───── THE RECORDS ─────

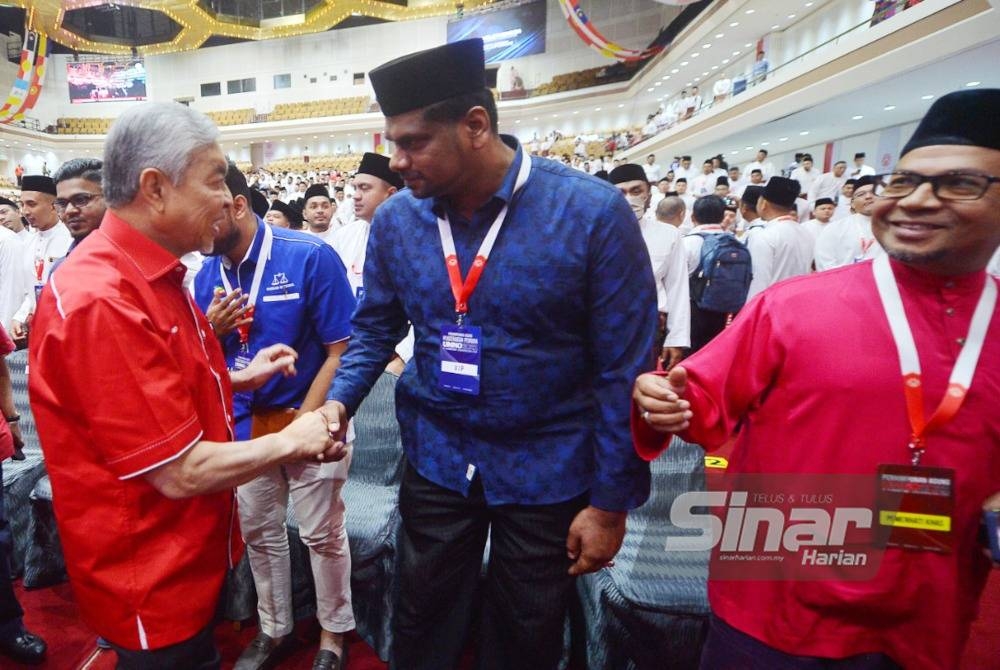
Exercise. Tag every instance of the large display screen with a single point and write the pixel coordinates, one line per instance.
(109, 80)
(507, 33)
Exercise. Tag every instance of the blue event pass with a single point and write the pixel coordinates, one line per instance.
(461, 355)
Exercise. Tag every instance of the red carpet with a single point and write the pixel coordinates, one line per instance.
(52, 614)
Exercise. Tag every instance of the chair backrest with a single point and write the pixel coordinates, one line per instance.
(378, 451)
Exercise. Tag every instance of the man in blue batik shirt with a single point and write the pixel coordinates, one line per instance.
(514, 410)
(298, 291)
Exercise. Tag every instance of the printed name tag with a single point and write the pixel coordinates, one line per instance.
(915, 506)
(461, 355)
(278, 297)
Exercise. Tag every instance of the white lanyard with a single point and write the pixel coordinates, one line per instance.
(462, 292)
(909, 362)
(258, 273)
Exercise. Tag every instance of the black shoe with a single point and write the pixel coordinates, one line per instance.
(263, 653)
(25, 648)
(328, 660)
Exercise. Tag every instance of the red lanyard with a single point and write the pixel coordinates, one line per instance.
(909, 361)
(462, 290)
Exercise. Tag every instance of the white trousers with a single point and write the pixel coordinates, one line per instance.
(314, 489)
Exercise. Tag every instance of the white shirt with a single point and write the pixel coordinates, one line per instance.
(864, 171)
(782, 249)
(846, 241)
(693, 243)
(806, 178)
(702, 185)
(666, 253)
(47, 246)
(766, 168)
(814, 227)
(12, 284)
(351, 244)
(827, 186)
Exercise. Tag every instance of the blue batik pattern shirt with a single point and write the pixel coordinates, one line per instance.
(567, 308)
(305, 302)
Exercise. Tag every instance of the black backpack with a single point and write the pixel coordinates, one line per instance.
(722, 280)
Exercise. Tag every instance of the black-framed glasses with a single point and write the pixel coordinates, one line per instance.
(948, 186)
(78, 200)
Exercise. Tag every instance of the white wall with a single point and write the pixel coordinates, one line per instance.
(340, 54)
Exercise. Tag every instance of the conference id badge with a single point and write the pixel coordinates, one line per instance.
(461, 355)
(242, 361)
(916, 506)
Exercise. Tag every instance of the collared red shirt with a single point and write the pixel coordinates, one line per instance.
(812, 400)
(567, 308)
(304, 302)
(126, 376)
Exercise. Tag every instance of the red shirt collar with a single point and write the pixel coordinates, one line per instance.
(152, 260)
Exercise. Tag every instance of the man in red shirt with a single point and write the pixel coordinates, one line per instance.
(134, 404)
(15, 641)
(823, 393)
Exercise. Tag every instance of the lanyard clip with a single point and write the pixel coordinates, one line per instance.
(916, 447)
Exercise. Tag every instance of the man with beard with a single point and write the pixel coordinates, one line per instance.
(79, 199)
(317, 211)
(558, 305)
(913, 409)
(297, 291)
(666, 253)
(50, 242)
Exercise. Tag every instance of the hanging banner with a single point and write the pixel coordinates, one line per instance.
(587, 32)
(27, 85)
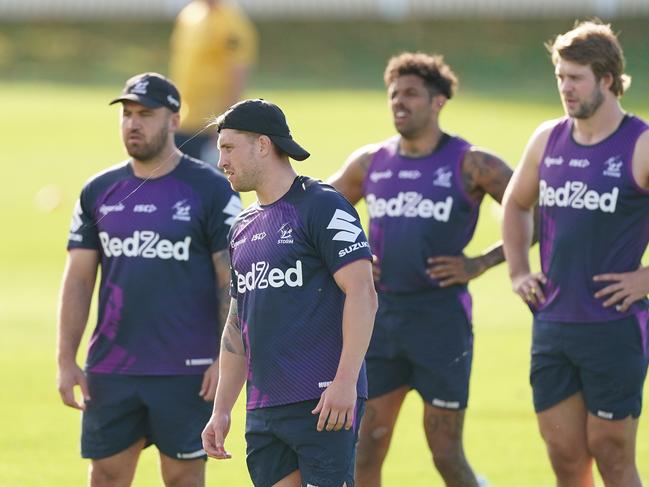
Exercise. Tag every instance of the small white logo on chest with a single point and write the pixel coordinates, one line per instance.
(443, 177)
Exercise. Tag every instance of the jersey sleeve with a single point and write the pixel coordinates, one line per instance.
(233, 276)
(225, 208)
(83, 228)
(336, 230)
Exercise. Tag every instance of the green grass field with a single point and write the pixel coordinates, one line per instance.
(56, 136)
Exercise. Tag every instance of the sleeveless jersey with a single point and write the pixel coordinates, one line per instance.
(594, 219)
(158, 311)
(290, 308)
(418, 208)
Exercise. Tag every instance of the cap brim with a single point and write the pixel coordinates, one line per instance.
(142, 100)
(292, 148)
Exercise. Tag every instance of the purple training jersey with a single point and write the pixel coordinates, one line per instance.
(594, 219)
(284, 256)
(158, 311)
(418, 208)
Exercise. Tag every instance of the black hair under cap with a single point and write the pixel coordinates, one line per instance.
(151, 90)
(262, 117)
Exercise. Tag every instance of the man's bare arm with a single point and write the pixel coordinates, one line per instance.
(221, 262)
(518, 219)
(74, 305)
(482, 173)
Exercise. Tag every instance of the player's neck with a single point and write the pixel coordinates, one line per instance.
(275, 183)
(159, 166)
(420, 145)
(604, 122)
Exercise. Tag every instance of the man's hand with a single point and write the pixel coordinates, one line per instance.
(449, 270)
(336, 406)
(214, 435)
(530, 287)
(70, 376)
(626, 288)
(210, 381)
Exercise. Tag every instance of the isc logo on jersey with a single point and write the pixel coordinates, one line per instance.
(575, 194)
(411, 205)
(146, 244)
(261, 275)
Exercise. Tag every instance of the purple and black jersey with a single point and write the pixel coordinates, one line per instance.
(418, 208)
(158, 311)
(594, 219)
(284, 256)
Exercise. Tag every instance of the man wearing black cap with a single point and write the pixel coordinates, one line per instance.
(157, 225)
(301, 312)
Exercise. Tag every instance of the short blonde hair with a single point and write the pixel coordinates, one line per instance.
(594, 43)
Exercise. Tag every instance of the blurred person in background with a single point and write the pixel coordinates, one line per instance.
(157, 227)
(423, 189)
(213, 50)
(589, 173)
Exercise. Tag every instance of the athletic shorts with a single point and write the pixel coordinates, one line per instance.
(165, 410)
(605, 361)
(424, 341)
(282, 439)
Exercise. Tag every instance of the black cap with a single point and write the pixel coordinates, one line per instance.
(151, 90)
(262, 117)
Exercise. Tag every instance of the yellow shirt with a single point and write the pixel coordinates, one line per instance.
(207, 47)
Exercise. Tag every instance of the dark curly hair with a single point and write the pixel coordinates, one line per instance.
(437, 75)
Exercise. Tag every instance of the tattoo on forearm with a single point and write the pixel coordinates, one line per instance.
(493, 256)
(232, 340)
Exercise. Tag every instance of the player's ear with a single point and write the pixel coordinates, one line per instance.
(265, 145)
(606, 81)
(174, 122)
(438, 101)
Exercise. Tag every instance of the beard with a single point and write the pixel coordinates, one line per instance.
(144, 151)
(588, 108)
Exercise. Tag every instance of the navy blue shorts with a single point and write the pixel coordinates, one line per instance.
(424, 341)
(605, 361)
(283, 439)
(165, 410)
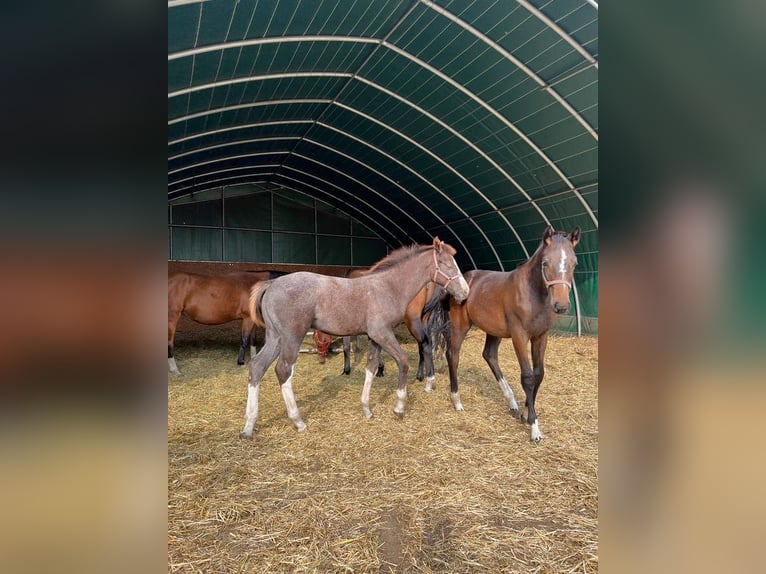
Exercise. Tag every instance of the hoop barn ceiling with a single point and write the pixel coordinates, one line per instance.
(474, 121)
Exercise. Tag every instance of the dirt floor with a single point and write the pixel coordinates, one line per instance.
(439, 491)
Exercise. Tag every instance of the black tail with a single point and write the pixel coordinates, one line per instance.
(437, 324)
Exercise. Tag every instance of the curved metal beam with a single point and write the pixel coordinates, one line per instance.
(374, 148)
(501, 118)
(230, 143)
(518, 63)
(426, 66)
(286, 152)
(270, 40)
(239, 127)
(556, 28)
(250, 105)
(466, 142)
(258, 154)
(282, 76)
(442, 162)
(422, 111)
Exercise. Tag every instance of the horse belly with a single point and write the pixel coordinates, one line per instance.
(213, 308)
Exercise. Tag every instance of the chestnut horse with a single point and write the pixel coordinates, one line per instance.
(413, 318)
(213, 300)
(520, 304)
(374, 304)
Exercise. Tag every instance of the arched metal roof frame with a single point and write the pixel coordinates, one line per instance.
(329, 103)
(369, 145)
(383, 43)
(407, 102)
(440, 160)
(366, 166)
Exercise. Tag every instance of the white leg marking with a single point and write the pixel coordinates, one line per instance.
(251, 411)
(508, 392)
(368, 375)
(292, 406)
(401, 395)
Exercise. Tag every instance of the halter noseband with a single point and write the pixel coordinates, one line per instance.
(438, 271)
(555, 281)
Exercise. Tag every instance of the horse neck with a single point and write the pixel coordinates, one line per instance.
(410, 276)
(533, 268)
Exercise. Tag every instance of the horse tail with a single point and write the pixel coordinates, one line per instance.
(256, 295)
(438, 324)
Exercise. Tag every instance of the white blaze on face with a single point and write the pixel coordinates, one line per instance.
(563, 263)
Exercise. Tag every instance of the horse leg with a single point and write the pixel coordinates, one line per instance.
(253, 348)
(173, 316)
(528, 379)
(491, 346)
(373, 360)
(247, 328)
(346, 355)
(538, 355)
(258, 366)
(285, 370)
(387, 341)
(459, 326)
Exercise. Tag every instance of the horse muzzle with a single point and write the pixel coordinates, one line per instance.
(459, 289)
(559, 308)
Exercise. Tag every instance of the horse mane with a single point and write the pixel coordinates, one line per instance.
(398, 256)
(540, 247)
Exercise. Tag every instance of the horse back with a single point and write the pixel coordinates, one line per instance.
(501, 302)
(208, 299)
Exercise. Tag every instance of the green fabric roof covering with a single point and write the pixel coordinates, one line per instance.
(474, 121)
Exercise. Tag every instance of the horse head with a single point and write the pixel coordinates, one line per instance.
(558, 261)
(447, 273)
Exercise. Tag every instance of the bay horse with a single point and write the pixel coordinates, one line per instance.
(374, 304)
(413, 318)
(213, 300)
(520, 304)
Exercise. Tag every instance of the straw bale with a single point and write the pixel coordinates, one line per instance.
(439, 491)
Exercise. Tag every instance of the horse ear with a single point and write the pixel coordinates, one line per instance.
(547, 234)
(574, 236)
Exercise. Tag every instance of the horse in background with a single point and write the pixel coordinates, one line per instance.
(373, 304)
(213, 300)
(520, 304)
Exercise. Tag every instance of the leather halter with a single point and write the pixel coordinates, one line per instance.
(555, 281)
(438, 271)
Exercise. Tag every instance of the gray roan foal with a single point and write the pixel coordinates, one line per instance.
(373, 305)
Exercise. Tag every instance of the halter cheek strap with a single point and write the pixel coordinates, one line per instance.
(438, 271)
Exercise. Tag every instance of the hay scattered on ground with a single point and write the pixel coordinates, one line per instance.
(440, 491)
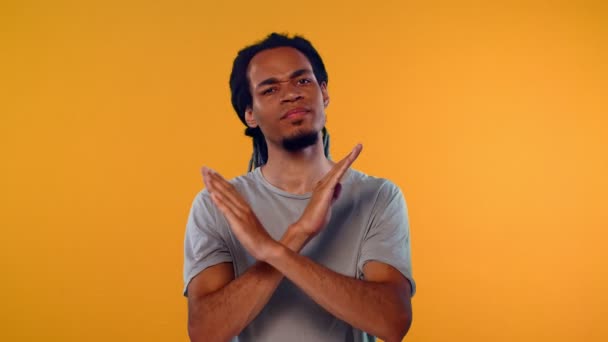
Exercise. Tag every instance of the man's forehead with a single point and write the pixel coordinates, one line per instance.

─────

■ TO BE DONE
Print exactly the span of lines that begins with the line containing "Exercise. Tag every instance of the horse mane" and ends with the last line of the listing, with no pictures.

■ RESPONSE
Exercise. Tag every instance of the horse mane with a single point and write the pixel coordinates, one line per instance.
(398, 256)
(540, 247)
Exercise. Tag every instance of the horse back with a single point and write the pixel coordinates, one line per instance.
(501, 302)
(208, 299)
Exercise. Tag every instance of the green fabric roof covering with a single point and write the pixel coordinates, one line per instance.
(474, 121)
Exercise. Tag every instance of the horse head with a single point and write the pixel coordinates, one line per instance.
(558, 261)
(447, 273)
Exercise. Tag every instance of the bay horse with a single point and write the pixel coordinates, one line per instance.
(374, 304)
(413, 318)
(213, 300)
(520, 304)
Exercise. Tag every instance of the straw bale with a single point and write the pixel coordinates, one line per instance.
(439, 491)
Exercise. Tag every instance of the horse ear with a single point and write the pixel coordinates, one line per instance.
(547, 234)
(574, 236)
Exercise. Tag every instance of the horse in background with a single point and write the pixel coordinates, one line per instance.
(373, 304)
(213, 300)
(520, 304)
Exercise. Tag every instance of the leather halter with a single point and write the pixel coordinates, one line per instance.
(555, 281)
(438, 271)
Exercise. Tag every instance of the gray roan foal with a single point and write the pixel coordinates, one line per instance.
(373, 305)
Exercise. Tag every instance of the halter cheek strap with a single point and write the pixel coordinates, one line per instance.
(438, 271)
Exercise. Tag every instance of the hay scattered on ground with a single point and write the pixel coordinates, one line per instance.
(440, 491)
Exercise. Tag every instance of the man's forehead with a single point and write the pixel coordinates, one line per instance.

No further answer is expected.